Goal of the exercise:
All of the entries below are to be copied word for word.

Top of Records supplied

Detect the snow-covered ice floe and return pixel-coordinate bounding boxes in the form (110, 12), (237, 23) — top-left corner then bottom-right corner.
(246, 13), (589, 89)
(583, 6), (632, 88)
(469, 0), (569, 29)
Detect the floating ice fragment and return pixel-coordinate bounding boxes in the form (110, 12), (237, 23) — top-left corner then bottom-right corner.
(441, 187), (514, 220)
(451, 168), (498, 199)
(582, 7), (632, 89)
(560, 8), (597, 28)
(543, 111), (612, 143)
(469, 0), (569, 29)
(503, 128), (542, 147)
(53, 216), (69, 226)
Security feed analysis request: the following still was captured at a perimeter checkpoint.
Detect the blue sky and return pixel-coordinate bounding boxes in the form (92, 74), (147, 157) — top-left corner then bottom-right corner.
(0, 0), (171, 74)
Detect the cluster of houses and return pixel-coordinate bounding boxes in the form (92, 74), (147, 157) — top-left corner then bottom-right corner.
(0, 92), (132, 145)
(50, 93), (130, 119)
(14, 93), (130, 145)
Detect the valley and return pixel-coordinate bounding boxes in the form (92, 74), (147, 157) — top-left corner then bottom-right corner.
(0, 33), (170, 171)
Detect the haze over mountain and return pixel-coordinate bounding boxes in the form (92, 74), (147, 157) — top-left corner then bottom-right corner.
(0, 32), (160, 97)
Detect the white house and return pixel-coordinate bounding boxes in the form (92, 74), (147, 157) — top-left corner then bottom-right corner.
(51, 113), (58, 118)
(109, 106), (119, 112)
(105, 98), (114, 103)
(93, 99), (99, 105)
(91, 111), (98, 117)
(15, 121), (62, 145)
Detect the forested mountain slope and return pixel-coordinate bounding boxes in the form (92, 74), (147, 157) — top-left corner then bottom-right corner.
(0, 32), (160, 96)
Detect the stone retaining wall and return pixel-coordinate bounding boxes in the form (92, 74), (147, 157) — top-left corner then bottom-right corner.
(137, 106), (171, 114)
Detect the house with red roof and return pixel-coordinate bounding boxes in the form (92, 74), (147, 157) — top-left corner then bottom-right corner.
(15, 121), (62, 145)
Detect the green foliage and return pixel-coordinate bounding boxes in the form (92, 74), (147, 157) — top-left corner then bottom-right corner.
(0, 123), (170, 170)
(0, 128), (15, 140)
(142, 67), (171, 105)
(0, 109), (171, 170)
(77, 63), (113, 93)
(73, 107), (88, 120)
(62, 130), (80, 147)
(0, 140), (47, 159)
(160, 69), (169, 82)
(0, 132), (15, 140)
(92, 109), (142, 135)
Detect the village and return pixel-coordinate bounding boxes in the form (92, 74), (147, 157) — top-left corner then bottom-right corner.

Bottom of Records supplied

Solution for this exercise:
Detect the snow-covered ice floe and return pixel-coordinate bounding boxes in the form (110, 12), (237, 23) — top-left corner then bottom-right corner.
(246, 13), (589, 89)
(583, 6), (632, 88)
(469, 0), (569, 29)
Detect the floating ice fragment and return pixel-coordinate bounding boxes in the form (110, 12), (237, 23) — top-left corner then bottom-right corner.
(441, 187), (514, 220)
(451, 168), (498, 199)
(582, 7), (632, 89)
(560, 8), (597, 28)
(543, 111), (612, 143)
(469, 0), (569, 29)
(503, 128), (542, 147)
(53, 216), (69, 226)
Security feed analysis request: the following still was captured at a perimeter checkpoint.
Detect the blue sky and return pixel-coordinate bounding boxes in the form (92, 74), (147, 157) — top-left corner then bottom-right corner.
(0, 0), (171, 74)
Detect the cluster of houses and return pixel-coordinate bounding boxes in the form (92, 74), (147, 157) — top-left corner then bottom-right corner.
(0, 92), (132, 145)
(50, 93), (130, 119)
(14, 93), (130, 145)
Detect the valley and return pixel-coordinate bounding boxes in the form (92, 74), (147, 157) — top-left corner then bottom-right corner.
(0, 33), (170, 171)
Detect the haze over mountain and return pixel-coordinate bounding boxes in the form (92, 74), (147, 157) — top-left corner then bottom-right corner.
(0, 32), (160, 97)
Detect the white house and return pixel-coordinate bounding boxes in the form (92, 74), (147, 157) — top-left corner then bottom-right corner.
(51, 113), (58, 118)
(109, 106), (119, 112)
(105, 98), (114, 103)
(93, 99), (99, 105)
(91, 111), (98, 117)
(15, 121), (62, 145)
Detect the forested mountain slope and return pixel-coordinate bounding boxes in the form (92, 74), (147, 157) — top-left corner then bottom-right corner.
(0, 32), (160, 96)
Detect the stone retaining wall and return pixel-coordinate bounding boxes in the form (92, 74), (147, 157) — top-left corner then bottom-right corner.
(137, 106), (171, 114)
Detect the house with red roof and return pixel-coordinate bounding boxes in the form (92, 74), (147, 157) — top-left corner then bottom-right corner.
(15, 121), (62, 145)
Detect the green foliage and return pixel-coordinate bounding boxes in the form (92, 74), (147, 157) — top-left corner then bottom-right corner.
(0, 123), (170, 170)
(0, 128), (15, 140)
(142, 67), (171, 105)
(0, 109), (171, 170)
(77, 63), (113, 93)
(73, 107), (88, 120)
(62, 130), (80, 147)
(0, 140), (47, 159)
(160, 69), (169, 82)
(0, 132), (15, 140)
(92, 109), (142, 135)
Detect the village and return pixel-coordinate bounding boxes in the form (92, 74), (147, 157) — top-left corner then bottom-right corner.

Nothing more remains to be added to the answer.